Source records
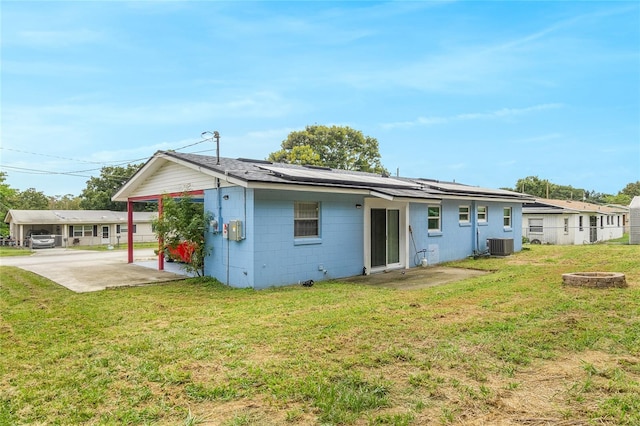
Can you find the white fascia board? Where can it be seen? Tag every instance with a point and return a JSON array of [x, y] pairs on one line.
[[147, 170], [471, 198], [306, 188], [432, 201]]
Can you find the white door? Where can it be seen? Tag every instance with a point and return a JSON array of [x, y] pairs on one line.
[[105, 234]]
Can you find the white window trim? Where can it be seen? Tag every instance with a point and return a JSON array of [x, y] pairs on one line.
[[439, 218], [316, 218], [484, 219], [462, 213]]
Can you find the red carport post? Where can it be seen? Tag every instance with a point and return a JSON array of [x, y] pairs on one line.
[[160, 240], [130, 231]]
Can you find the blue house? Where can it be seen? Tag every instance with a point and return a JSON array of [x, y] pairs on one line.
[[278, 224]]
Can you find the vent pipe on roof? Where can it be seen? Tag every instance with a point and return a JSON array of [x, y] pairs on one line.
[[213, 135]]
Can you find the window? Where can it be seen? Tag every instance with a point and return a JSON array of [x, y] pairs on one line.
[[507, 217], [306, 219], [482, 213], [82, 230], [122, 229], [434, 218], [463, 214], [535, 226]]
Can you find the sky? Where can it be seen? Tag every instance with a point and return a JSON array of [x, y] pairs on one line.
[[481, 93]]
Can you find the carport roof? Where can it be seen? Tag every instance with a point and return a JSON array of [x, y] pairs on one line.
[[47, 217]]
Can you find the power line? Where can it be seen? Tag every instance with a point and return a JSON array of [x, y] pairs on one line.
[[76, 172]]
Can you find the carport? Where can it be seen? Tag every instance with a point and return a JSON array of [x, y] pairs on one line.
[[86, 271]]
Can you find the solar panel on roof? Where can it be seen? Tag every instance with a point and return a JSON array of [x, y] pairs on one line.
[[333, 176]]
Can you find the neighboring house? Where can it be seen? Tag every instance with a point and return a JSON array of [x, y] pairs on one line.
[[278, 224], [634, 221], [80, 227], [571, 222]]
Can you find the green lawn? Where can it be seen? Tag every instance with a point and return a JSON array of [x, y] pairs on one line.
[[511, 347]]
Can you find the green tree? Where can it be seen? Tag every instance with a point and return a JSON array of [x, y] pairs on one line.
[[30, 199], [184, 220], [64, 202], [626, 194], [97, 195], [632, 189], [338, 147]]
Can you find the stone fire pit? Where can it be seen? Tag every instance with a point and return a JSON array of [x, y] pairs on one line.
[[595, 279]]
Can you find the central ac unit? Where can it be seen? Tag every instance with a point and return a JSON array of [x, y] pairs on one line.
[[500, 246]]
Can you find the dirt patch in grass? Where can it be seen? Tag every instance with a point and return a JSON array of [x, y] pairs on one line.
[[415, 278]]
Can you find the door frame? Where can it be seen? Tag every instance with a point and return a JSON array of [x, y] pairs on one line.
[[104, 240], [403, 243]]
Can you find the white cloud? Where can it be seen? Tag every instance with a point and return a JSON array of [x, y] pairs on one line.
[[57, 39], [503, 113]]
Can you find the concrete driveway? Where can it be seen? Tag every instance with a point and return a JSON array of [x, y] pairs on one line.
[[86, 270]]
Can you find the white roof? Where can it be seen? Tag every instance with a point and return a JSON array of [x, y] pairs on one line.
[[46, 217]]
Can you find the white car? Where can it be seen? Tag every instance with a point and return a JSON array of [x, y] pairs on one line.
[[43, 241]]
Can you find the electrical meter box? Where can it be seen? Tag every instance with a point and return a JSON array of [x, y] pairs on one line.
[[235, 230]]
---
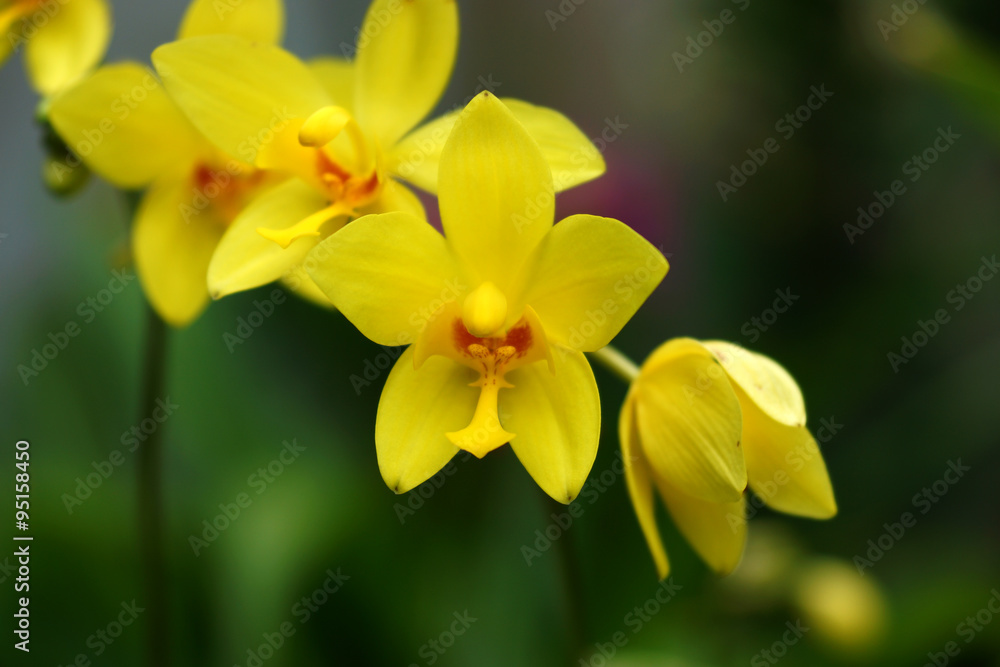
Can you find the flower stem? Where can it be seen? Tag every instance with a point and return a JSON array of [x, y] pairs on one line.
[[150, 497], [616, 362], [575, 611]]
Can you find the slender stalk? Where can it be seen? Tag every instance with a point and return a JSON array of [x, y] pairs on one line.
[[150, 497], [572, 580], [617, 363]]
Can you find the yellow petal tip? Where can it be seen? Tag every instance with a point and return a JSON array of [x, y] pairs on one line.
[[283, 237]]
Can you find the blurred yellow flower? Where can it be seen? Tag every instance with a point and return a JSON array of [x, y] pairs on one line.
...
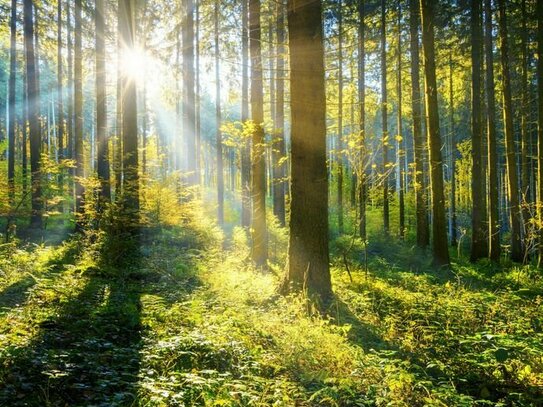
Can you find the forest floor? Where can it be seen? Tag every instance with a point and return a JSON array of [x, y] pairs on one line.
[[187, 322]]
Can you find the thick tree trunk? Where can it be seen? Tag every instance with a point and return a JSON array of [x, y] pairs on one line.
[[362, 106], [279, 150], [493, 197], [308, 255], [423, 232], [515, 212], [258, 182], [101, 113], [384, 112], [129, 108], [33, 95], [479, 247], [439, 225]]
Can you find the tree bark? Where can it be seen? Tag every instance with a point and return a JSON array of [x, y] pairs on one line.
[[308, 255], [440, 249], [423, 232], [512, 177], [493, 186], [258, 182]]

WHAT THE TASK REQUIRES>
Rewrite the data above from the line containing "Can you find the slender" up to and including the line containing "[[283, 237]]", leaving all other text as it is but multiplying every coordinate value in the JSON arrays by 2.25 and rounding each result to a whole number, with halves rounded up. Return only those lines.

RESPONSE TO THE EXERCISE>
Can you find the slender stalk? Where can it be seen? Tag every instance with a point and return a JSON array of [x, y] pairs on one line.
[[338, 1118], [1287, 1305], [1388, 817]]
Can you find the yellow petal tip? Where can it be seen? Tag every instance with a point and return a JSON array of [x, y] pairs on one line.
[[637, 533]]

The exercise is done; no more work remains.